### DOCUMENTO DE ORIGEM:
□ □ □ □ □

Decisão Arbitral 1
Processo n.º 12/2012-T
Autor / Requerente: Sociedade “…”
Requerida: Autoridade Tributária e Aduaneira
I - RELATÓRIO
1. Em 23 de Janeiro de 2012, a Sociedade …, pessoa colectiva número … com sede social na …, submeteu ao Centro de Arbitragem Administrativa (CAAD) o pedido de constituição de tribunal arbitral, nos termos do disposto nos artigos 30.º n.º 1, 6.º n.º 1 e 2.º, n.º 1, alínea a) do Decreto-Lei n.º 10/2011, de 20 de Janeiro, (de ora em diante designado, Regime Jurídico da Arbitragem Tributária ou RJAT) visando a declaração de ilegalidade e anulação do acto de liquidação de Imposto Municipal sobre a Transmissão Onerosa de Imóveis (IMT) n.º …, de … de Setembro de 2004, emitido pela Direcção-Geral dos Impostos, no montante de € 46.553,61 (quarenta e seis mil quinhentos e cinquenta e três euros e sessenta e um cêntimos) acrescido dos respectivos juros indemnizatórios, previstos nos artigos 30.º n.º 1 alínea e) e 43.º ambos da Lei Geral Tributária (LGT) e no artigo 61.º do Código do Procedimento e Processo Tributário (CPPT), contados a partir de … de Setembro de 2004. Subsidiariamente, caso assim não se entenda, à anulação parcial da liquidação impugnada na parte em que excede o cálculo previsto no artigo 45.º n.º 3 do Código do Imposto Municipal sobre a Transmissão Onerosa de Imóveis (CIMT).

□ □ □ □ □

### INFORMAÇÃO APRESENTADA:

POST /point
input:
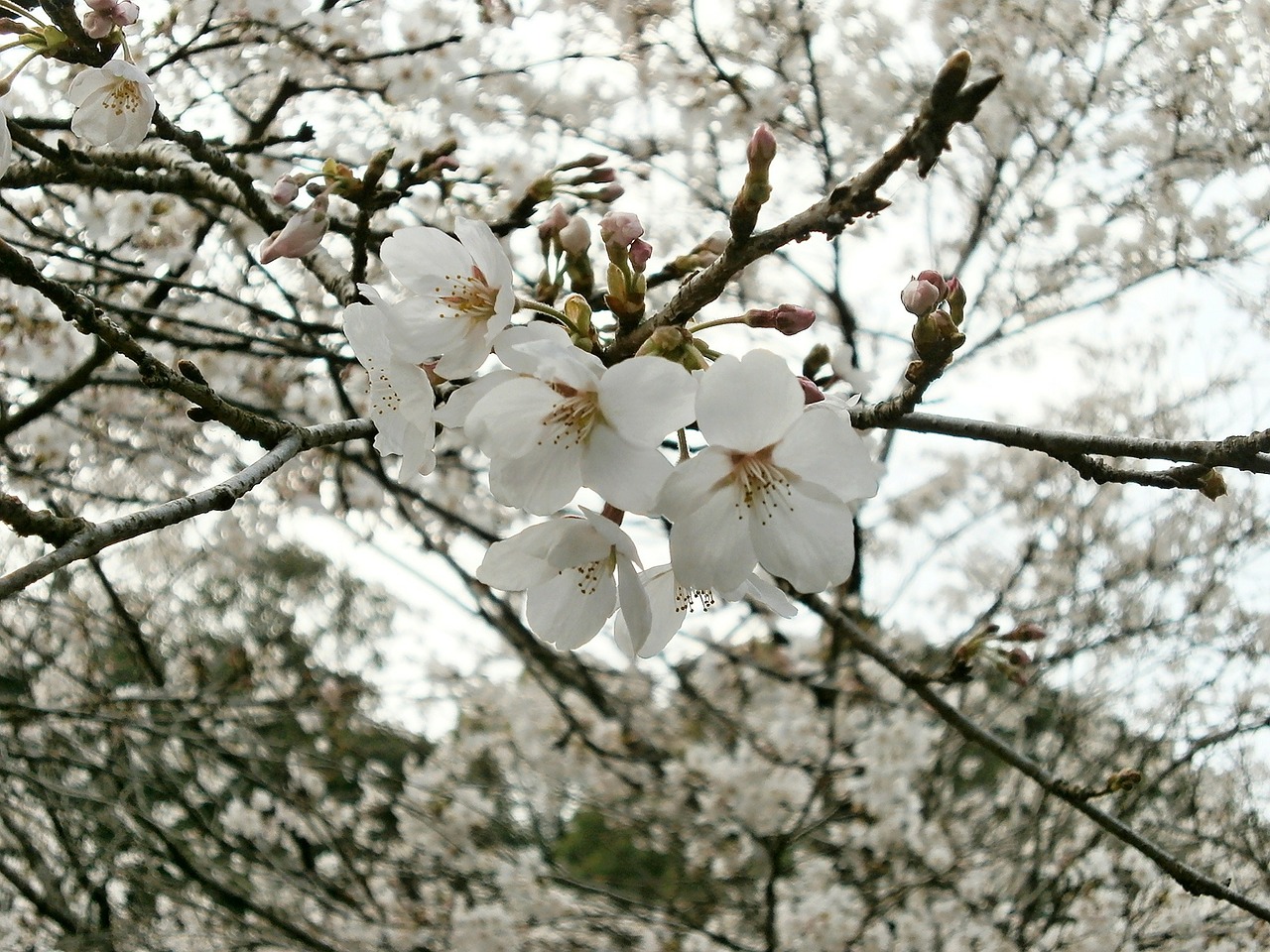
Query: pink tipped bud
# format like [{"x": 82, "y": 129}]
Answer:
[
  {"x": 920, "y": 298},
  {"x": 105, "y": 16},
  {"x": 557, "y": 218},
  {"x": 762, "y": 148},
  {"x": 575, "y": 236},
  {"x": 285, "y": 190},
  {"x": 788, "y": 318},
  {"x": 620, "y": 229},
  {"x": 811, "y": 393},
  {"x": 937, "y": 280},
  {"x": 639, "y": 254},
  {"x": 608, "y": 193},
  {"x": 300, "y": 235}
]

□ □ □ □ □

### INSTRUÇÃO A:
Na decisão arbitral, qual é o montante da liquidação de IMT cuja anulação é pedida?
### INSTRUÇÃO B:
Prossiga a redação da decisão arbitral a partir do ponto em que o texto termina.

### RESULTADO FINAL A:
€ 46.553,61 (quarenta e seis mil quinhentos e cinquenta e três euros e sessenta e um cêntimos).

### RESULTADO FINAL B:
2. Nos termos do n.º 1 do artigo 6.º do RJAT, por decisão do Presidente do Conselho Deontológico, de 31 de Janeiro de 2012, foi designado como árbitro único o signatário Olívio Augusto Mota Amador, que aceitou o encargo no prazo legalmente estipulado.
3. A fundamentar o pedido de pronúncia arbitral a Autora alegou, em resumo, o seguinte:
3.1. A questão central nos presentes autos respeita à interpretação e aplicação do disposto nos artigos 2.º n.º 3 alínea c), 22.º n.º 4 e 44.º n.º 1 do CIMT.
3.2. A Autora discorda frontalmente do entendimento da Administração Fiscal, considerando ilegal o acto de liquidação do IMT.
3.3. O acto de liquidação do IMT é ilegal, porque o acto translativo consistente na utilização dos poderes decorrentes da procuração irrevogável, de forma a adquirir a propriedade plena das instalações da …, nunca chegou a realizar-se, pois a referida procuração foi revogada, sem que tivesse sido formalizada qualquer aquisição sobre o imóvel
3.4. Nunca ocorreu qualquer acto de tradição relativamente às instalações da … nem foram utilizados os poderes conferidos na dita procuração irrevogável.
3.5. A partir do momento em que a “…” passou a pertencer ao grupo económico “…”, o motivo que enformou a celebração da procuração extinguiu-se e, em consequência, foi a mesma revogada.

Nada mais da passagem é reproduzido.